_Exercise input_
--- --- ---

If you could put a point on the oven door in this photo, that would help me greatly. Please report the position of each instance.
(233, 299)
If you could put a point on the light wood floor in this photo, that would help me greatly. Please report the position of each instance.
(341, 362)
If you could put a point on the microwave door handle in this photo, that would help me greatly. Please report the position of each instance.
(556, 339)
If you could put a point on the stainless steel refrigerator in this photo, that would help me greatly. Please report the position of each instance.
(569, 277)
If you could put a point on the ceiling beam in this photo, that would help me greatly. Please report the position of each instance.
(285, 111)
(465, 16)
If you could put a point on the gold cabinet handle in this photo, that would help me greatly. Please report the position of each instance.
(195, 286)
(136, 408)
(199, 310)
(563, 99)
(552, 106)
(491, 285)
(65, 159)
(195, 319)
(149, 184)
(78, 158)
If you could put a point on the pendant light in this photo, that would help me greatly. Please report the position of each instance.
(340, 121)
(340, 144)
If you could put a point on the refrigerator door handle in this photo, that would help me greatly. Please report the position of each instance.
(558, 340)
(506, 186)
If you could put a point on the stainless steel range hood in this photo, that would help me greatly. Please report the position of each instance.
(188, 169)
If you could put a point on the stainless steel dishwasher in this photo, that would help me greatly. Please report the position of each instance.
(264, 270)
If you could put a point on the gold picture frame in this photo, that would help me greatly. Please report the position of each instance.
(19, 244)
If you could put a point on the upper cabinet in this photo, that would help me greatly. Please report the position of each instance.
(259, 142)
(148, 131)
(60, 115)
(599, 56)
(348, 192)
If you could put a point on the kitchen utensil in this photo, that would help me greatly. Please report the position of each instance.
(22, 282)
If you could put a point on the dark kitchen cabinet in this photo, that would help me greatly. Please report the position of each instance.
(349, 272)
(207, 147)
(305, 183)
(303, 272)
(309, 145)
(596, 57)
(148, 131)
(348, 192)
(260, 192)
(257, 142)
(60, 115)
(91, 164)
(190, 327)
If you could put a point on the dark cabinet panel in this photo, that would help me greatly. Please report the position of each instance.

--- --- ---

_Given task_
Arrange the rows above, from the line containing "If you could put a point on the kitchen" through the end of the rows, as a JSON list of strings with one string per line, leaving out any blank lines.

_Answer to the problem_
[
  "If you could put a point on the kitchen utensil in this photo, that would help me greatly. Please report the position of each instance.",
  "(22, 282)",
  "If you could put a point on the dark kitchen cabinet in this photo, that would help me greatly. Please report the position of each instance.",
  "(349, 272)",
  "(207, 147)",
  "(305, 183)",
  "(303, 272)",
  "(309, 145)",
  "(596, 57)",
  "(148, 131)",
  "(348, 192)",
  "(260, 192)",
  "(257, 142)",
  "(60, 115)",
  "(91, 164)",
  "(190, 327)",
  "If you could put a point on the dark cabinet panel in this photo, that would help me greatly. Please report the position of each instance."
]